Short exercise> Exactly as written, transcribe the lines that run from the one containing "Study the picture above. For each instance of the wire" to the end of the records below.

(Excerpts of location labeling data)
>> START
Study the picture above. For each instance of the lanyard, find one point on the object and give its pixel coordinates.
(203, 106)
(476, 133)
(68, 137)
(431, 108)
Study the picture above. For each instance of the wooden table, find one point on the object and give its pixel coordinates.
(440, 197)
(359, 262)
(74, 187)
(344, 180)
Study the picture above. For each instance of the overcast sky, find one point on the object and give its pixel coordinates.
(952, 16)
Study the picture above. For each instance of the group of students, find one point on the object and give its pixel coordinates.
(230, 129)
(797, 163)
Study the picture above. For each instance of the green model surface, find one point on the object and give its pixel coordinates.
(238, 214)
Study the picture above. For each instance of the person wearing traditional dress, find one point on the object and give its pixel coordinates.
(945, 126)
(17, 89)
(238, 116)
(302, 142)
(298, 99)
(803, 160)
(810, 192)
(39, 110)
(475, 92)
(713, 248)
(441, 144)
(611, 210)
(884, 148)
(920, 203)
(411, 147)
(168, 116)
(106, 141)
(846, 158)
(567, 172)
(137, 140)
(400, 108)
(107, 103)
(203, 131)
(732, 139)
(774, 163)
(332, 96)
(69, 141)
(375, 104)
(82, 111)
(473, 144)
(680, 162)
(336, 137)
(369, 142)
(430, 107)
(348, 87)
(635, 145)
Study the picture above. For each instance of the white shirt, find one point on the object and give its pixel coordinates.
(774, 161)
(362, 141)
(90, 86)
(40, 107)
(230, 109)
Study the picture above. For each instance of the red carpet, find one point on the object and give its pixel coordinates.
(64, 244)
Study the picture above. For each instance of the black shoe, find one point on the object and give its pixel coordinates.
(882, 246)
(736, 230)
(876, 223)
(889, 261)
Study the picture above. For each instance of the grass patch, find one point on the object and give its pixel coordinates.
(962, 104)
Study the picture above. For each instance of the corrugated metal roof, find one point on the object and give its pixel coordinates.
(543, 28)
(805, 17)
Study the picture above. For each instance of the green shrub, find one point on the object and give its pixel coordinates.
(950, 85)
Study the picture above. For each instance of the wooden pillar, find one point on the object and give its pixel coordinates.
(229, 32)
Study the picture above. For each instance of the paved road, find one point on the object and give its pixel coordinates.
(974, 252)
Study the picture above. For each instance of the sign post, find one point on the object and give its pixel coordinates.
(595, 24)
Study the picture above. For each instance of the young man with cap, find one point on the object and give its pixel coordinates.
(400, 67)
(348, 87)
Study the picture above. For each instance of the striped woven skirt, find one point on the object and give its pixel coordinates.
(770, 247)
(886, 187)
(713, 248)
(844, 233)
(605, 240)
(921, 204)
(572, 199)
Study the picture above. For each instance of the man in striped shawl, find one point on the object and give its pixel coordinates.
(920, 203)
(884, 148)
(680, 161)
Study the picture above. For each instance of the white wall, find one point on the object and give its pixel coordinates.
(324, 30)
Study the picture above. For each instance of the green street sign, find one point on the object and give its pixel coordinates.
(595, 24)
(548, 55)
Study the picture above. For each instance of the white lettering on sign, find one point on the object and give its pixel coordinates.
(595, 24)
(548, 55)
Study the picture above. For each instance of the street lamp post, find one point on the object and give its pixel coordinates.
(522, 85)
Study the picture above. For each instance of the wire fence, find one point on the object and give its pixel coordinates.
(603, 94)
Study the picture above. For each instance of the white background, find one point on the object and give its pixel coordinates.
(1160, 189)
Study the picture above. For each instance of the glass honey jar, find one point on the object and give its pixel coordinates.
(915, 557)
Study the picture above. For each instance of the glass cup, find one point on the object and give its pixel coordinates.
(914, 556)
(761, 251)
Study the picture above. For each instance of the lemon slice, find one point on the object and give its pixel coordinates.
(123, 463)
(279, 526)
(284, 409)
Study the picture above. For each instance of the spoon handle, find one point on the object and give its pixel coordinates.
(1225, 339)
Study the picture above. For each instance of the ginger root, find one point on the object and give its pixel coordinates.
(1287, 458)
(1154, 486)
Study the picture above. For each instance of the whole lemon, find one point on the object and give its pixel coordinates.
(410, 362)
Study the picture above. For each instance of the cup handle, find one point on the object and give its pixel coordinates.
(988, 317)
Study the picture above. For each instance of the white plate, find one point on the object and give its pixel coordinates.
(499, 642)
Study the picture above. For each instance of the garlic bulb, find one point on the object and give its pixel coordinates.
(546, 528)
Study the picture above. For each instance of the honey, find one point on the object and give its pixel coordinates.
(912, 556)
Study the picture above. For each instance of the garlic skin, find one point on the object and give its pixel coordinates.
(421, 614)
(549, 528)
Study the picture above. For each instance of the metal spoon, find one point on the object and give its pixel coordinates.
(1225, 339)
>> END
Solution for this problem>
Study the picture above. For each instance of the wire fence, find one point on the object and give its pixel coordinates.
(603, 94)
Study the picture above. For each instance of the white background, find one point on the object and give its pixel coordinates.
(1160, 189)
Study the picture above. For each instance of the glass honey jar, find one point on the object and give its pixel coordinates.
(915, 557)
Study the picture above. For each instance of the glass cup, find one point on the object and give its pixel coordinates.
(914, 556)
(761, 251)
Study the picture above. For each instance of the lemon slice, find one point on the object and give its pixel coordinates.
(123, 463)
(279, 526)
(284, 409)
Study the picture above. For each instance of the spoon handle, find one point on the object and give its pixel coordinates.
(1225, 339)
Study the picture above. For each instance of the ginger root, find one point on the object and give its pixel coordinates.
(1287, 458)
(1154, 486)
Study the picture above. For each instance of the whole lemon, find one point on the object and give its pixel coordinates.
(410, 362)
Study the picture above. For each instance of the cup handle, find one point on the object and give its pixel coordinates.
(988, 317)
Study the picture above. For each instance of the white plate, find one point on the object and give its pixel coordinates.
(499, 642)
Study the picture above. For each instance of the garlic bulb, find one point on the object and give its pixel coordinates.
(546, 528)
Study the picture above. For each instance of the honey, find one point on the object and give its pixel coordinates.
(912, 556)
Study the picture above. For each instance of the garlic skin, find one point on the object and give its pixel coordinates.
(421, 614)
(549, 528)
Study the picture above. For each instance of the metal spoon, find one point on the object and give its pixel coordinates.
(1225, 339)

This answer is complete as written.